**Exercise requirements:** Lay out every line of the material below as a numbered list, skipping blank lines and leaving out the pictures.

━━ Data to use ━━

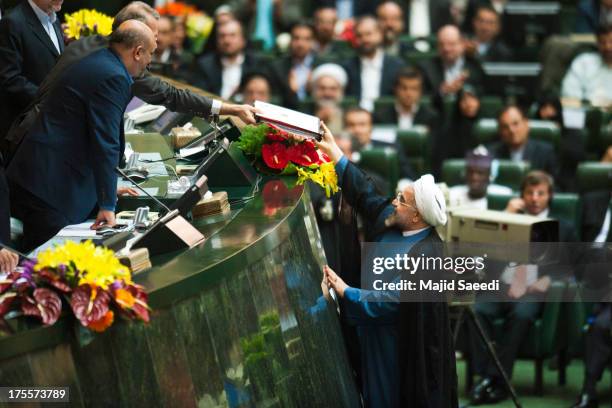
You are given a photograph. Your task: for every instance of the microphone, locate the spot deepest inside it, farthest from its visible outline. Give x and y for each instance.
(11, 249)
(141, 189)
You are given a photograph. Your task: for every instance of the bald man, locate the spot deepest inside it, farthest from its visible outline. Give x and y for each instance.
(65, 167)
(400, 342)
(451, 69)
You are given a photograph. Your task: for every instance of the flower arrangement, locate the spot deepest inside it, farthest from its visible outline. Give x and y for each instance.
(87, 22)
(90, 281)
(276, 152)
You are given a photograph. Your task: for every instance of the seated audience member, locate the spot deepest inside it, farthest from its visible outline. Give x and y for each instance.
(446, 74)
(596, 227)
(358, 122)
(324, 23)
(31, 41)
(408, 110)
(372, 72)
(486, 44)
(592, 14)
(426, 17)
(59, 180)
(165, 60)
(327, 84)
(458, 136)
(391, 19)
(515, 144)
(528, 283)
(255, 87)
(291, 73)
(478, 182)
(571, 149)
(221, 71)
(589, 77)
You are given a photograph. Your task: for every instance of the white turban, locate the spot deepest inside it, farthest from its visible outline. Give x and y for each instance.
(333, 70)
(430, 200)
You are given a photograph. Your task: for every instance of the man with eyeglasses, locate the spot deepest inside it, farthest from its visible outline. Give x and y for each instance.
(399, 341)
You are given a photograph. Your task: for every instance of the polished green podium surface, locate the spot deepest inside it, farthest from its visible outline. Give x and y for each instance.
(238, 321)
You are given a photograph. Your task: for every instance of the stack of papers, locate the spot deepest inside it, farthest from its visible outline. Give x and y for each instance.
(217, 204)
(137, 260)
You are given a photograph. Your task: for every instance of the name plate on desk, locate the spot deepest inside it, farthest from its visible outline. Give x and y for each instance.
(169, 234)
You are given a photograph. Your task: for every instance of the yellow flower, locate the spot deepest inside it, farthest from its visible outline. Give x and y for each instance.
(87, 22)
(97, 266)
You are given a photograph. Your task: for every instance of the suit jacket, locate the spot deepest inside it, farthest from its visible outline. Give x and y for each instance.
(425, 339)
(587, 19)
(68, 157)
(391, 66)
(433, 74)
(439, 15)
(540, 155)
(27, 54)
(594, 207)
(208, 73)
(147, 87)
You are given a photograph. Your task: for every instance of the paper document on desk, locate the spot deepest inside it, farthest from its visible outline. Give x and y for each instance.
(81, 230)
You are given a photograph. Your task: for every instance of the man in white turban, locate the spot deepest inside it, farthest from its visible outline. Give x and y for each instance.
(407, 351)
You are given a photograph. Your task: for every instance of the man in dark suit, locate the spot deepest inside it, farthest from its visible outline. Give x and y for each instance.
(31, 40)
(292, 72)
(371, 73)
(447, 73)
(220, 72)
(408, 110)
(147, 87)
(358, 123)
(399, 341)
(516, 145)
(486, 45)
(65, 167)
(537, 191)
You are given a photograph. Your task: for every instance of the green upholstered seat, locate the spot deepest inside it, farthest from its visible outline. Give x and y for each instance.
(416, 145)
(594, 176)
(384, 162)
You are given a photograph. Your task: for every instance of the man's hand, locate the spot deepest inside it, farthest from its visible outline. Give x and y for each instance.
(8, 261)
(328, 145)
(516, 205)
(105, 218)
(246, 113)
(334, 281)
(127, 191)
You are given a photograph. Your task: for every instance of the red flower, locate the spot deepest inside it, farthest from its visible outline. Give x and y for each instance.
(46, 305)
(275, 155)
(89, 304)
(303, 154)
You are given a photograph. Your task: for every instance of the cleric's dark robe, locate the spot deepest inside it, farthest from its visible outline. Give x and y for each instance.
(426, 352)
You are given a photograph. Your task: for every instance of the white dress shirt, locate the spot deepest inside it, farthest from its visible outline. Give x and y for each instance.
(452, 72)
(231, 75)
(371, 76)
(405, 119)
(419, 18)
(588, 78)
(47, 21)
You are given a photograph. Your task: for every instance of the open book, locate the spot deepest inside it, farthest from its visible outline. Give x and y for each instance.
(289, 120)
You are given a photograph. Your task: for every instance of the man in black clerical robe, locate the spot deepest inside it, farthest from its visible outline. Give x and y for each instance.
(407, 348)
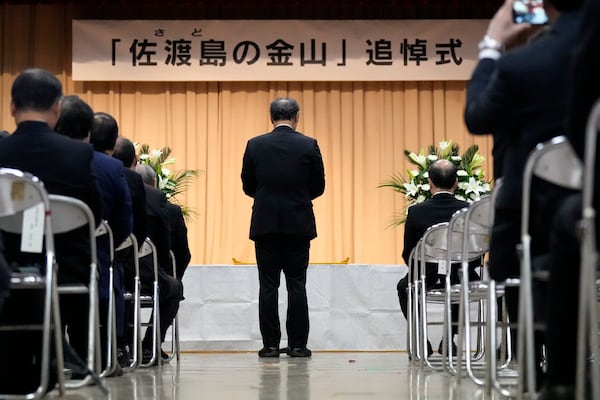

━━━

**Task output:**
1. You are given a photograph. Your task: for every instance of the microphone, locate the spot deepest inside it, farthest from its visible outline. Give x and y for each instance.
2. (11, 249)
3. (141, 189)
4. You are given a photograph. Your task: for every instance of the bald man, locate the spot deepest inside it, farthest from its visible outline. Give x and y for each instance.
5. (65, 167)
6. (400, 342)
7. (451, 69)
8. You are given a photograph. Your task: for every instance of the flower arrangement, locate the spot deepest inside it, farthest from its visible outline. Give x and y for each instance.
9. (87, 22)
10. (90, 281)
11. (276, 152)
12. You are given a photograph. Your task: for every instance of the seated audience member, locate the spot deepest inside it, farthest from its visible outline. Give x and y for each instance.
13. (446, 74)
14. (596, 227)
15. (358, 122)
16. (324, 23)
17. (31, 41)
18. (408, 110)
19. (372, 72)
20. (486, 44)
21. (592, 14)
22. (426, 17)
23. (59, 180)
24. (165, 60)
25. (327, 84)
26. (458, 136)
27. (391, 19)
28. (515, 144)
29. (528, 283)
30. (255, 87)
31. (291, 73)
32. (478, 182)
33. (571, 149)
34. (221, 71)
35. (589, 77)
36. You are given a photograph. Your task: for every instance of the white turban, locate the spot deepest inside it, farthest from its visible outline. Give x and y for each instance.
37. (333, 70)
38. (430, 200)
39. You are given a photograph. Your task: for every instance of the man with eyeglasses, locate the spot deepest inside it, farthest from its visible outline. Give x and y for each instance.
40. (399, 341)
41. You are given a photograph. Your task: for every instance of the polished green podium surface, locate the spot deepest inside it, farthest from its visible outline. Give x and y for each instance.
42. (238, 321)
43. You are given a photograph. Your task: for every instance of the stack of papers, locate the spot deepest inside it, farthest from its visible outline. Give x and y for each instance.
44. (217, 204)
45. (137, 260)
46. You are given a photograph. Your task: for every instance of the name plate on desk, locate the spot deepest inside it, farthest from its visible outline. Give x and y for each instance.
47. (169, 234)
48. You are given a photograph. Your task: for every instance of the yellow flower, locate the spot deepest inside it, farthest from its visible outline. Give x and y for each instance.
49. (87, 22)
50. (97, 266)
51. You are given a photograph. Your task: for every instance of the suit jacket, locate the spot deepest inside it, farthest from its visible outline. Give x and y for each instance.
52. (425, 339)
53. (587, 19)
54. (68, 157)
55. (391, 66)
56. (433, 74)
57. (439, 15)
58. (540, 155)
59. (27, 54)
60. (594, 207)
61. (208, 73)
62. (147, 87)
63. You are given a photograph. Your task: for every instance of the paper document on desk, locate the spot deepest inside it, farthest from its visible outline. Give x and y for each instance.
64. (81, 230)
65. You are given a photograph. Your task: for every instance of the man in white turban, locate the spot deepest inside it, farthest from its visible outline. Give x and y for each instance.
66. (407, 351)
67. You are given a photograph. Your task: for every instance of the man in dark suit, locate the spot deepest inside it, farthest from its visible outline. Give x and y for each instance.
68. (31, 40)
69. (292, 72)
70. (371, 73)
71. (447, 73)
72. (220, 72)
73. (408, 110)
74. (147, 87)
75. (358, 123)
76. (399, 341)
77. (516, 145)
78. (486, 45)
79. (65, 167)
80. (537, 191)
81. You are given a photograph. Your task: for every instance of the green upholstered seat, locate the spot deepest inside it, farthest from its visible outline. Give x and y for each instance.
82. (416, 145)
83. (594, 176)
84. (384, 162)
85. You are given a photograph. Your task: for every instance of the man's hand, locate the spot deepest inside it, farthest from its visible outline. Give x and y for each instance.
86. (8, 261)
87. (328, 145)
88. (516, 205)
89. (105, 218)
90. (246, 113)
91. (334, 281)
92. (127, 191)
93. You are given a photograph. Your task: for every instance of the red flower, locate the spot deepest inside it, farthest from its visible outline. Give x and y for each instance.
94. (46, 305)
95. (275, 155)
96. (89, 304)
97. (303, 154)
98. You are given a photograph. Your task: for every instance of the cleric's dark robe, locate the spot deepest inside it, farthest from its visible outline. Give x and y for each instance.
99. (426, 352)
100. You are given a photograph. Your task: for every instance of the white dress shirt, locate the spot deepest inside it, farthest from its visible outline. Give x and y for each instance.
101. (452, 72)
102. (231, 75)
103. (371, 76)
104. (405, 119)
105. (419, 18)
106. (588, 78)
107. (47, 21)
108. You are given a photograph. Your task: for every instance of the open book, locate the spot deepest inside it, farthest from its visible outline. Give x and y for each instance.
109. (289, 120)
110. You are given a photograph. Your task: for every instance of the man in black clerical robe, locate the spot deepest inside it, farthest from its visible outline. Give x and y for each instance.
111. (407, 348)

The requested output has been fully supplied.